Goal of the exercise:
Below is a listing from which only part is wanted; return exactly the lines from the one with "pixel 11 451" up to and including the one with "pixel 830 253".

*** Source material Section Begins ***

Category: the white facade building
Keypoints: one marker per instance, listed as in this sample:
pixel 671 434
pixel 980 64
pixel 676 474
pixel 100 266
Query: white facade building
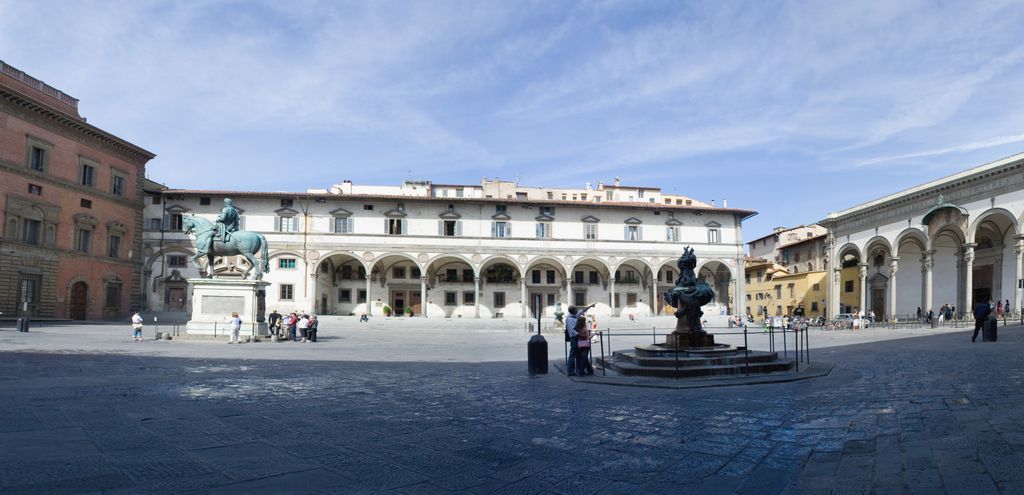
pixel 955 241
pixel 458 251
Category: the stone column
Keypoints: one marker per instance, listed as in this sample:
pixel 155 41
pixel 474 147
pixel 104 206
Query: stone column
pixel 893 267
pixel 927 262
pixel 653 294
pixel 611 294
pixel 1020 274
pixel 968 302
pixel 524 303
pixel 476 297
pixel 370 299
pixel 863 288
pixel 423 295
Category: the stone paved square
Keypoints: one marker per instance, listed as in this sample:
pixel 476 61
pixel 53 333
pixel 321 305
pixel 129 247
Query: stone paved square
pixel 919 412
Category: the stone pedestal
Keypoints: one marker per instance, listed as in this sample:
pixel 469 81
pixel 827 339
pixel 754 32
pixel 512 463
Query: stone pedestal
pixel 215 299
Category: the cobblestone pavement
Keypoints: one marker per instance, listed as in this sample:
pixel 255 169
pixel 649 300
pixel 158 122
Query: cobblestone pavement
pixel 928 414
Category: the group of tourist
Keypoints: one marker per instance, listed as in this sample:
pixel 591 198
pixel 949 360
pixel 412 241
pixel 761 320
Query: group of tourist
pixel 297 327
pixel 578 334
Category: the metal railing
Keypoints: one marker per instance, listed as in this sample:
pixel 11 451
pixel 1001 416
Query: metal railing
pixel 799 332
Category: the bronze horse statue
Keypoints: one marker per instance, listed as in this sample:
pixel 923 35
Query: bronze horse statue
pixel 243 243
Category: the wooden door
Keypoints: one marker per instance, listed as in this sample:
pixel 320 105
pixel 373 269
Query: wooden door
pixel 879 303
pixel 176 298
pixel 79 298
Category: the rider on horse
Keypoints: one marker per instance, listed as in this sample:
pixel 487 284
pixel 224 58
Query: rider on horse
pixel 226 222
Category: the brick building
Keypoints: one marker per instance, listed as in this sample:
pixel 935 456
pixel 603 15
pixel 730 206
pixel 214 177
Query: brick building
pixel 72 199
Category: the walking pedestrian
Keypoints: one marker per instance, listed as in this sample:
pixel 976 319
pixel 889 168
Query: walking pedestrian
pixel 136 325
pixel 274 321
pixel 236 327
pixel 302 326
pixel 981 311
pixel 311 330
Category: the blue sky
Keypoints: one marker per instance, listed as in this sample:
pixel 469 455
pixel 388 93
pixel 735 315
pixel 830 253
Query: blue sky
pixel 791 109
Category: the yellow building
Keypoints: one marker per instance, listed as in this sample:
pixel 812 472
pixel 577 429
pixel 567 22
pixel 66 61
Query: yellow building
pixel 771 290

*** Source material Section Ends ***

Your response:
pixel 11 451
pixel 1001 416
Query: metal railing
pixel 799 332
Category: the bronze horse statue
Keypoints: one marker per instance, listed as in this sample:
pixel 923 35
Query: bronze horse statue
pixel 243 243
Category: the wooden door
Keypoints: one marker per instance, listed as in this sample:
pixel 320 105
pixel 373 269
Query: wooden door
pixel 879 303
pixel 176 298
pixel 79 298
Category: the rider on horse
Keypoints: one marker per instance, listed as in this sample:
pixel 487 284
pixel 224 58
Query: rider on horse
pixel 226 222
Category: the brick building
Keypoints: one marker per instance, listed as in this sample:
pixel 935 456
pixel 603 15
pixel 730 206
pixel 214 177
Query: brick building
pixel 72 199
Category: the walking pedestrian
Keypoints: one marker per instance, listed as in this sample:
pixel 976 319
pixel 889 168
Query: walking pedestrian
pixel 136 325
pixel 274 321
pixel 236 327
pixel 302 326
pixel 981 311
pixel 311 330
Category: the blue sky
Keypoints: one marker per instance, listed as in this sample:
pixel 469 455
pixel 388 93
pixel 735 315
pixel 830 253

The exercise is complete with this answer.